STATED GOAL: Please repeat every line of the records below, keeping the requests as they are, but scale each x and y coordinate in the answers by 2.1 and round it to a whole number, with halves rounding up. Leave the pictures out of your answer.

Data items
>>>>

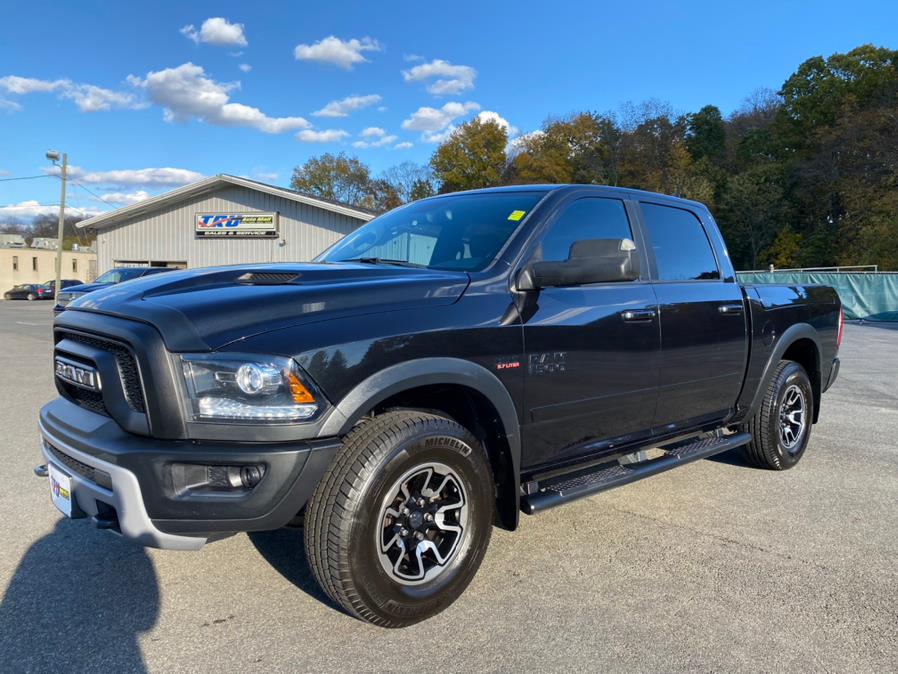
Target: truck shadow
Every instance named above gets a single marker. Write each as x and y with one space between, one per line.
284 550
734 457
78 602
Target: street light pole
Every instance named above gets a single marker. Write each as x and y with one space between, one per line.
65 166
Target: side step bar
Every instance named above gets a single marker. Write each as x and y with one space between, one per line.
570 487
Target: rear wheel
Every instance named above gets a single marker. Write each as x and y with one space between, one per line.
781 428
399 524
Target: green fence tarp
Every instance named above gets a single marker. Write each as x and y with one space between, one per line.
868 296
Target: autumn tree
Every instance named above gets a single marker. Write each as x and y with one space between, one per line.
582 148
345 179
410 181
473 156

<<<<

SOLUTION TO THE EXERCISE:
Target: truck shadow
Every instance named above gets a single marker. Write each as x and y with one space between, one per line.
596 1155
1541 960
164 1264
Target: street light pole
Every instance named above gets a single marker. Write each as x and y with one space between, one per line.
137 349
Target: side step bar
Every instance named above gets a single marker. Write each as x and y with one space between, one per line.
1197 1023
Target: rear wheel
Every instance named above gets a single marker. Write each as x and y with one space between, one per line.
1640 899
838 1100
Target: green fence tarp
Every instance named above gets a single marker. Write each as x and y with one space between, one per line.
1823 622
Target: autumn tree
Every instance named above gets a single marker. Write each as x and y with one space between, one per line.
1222 311
725 376
861 380
993 328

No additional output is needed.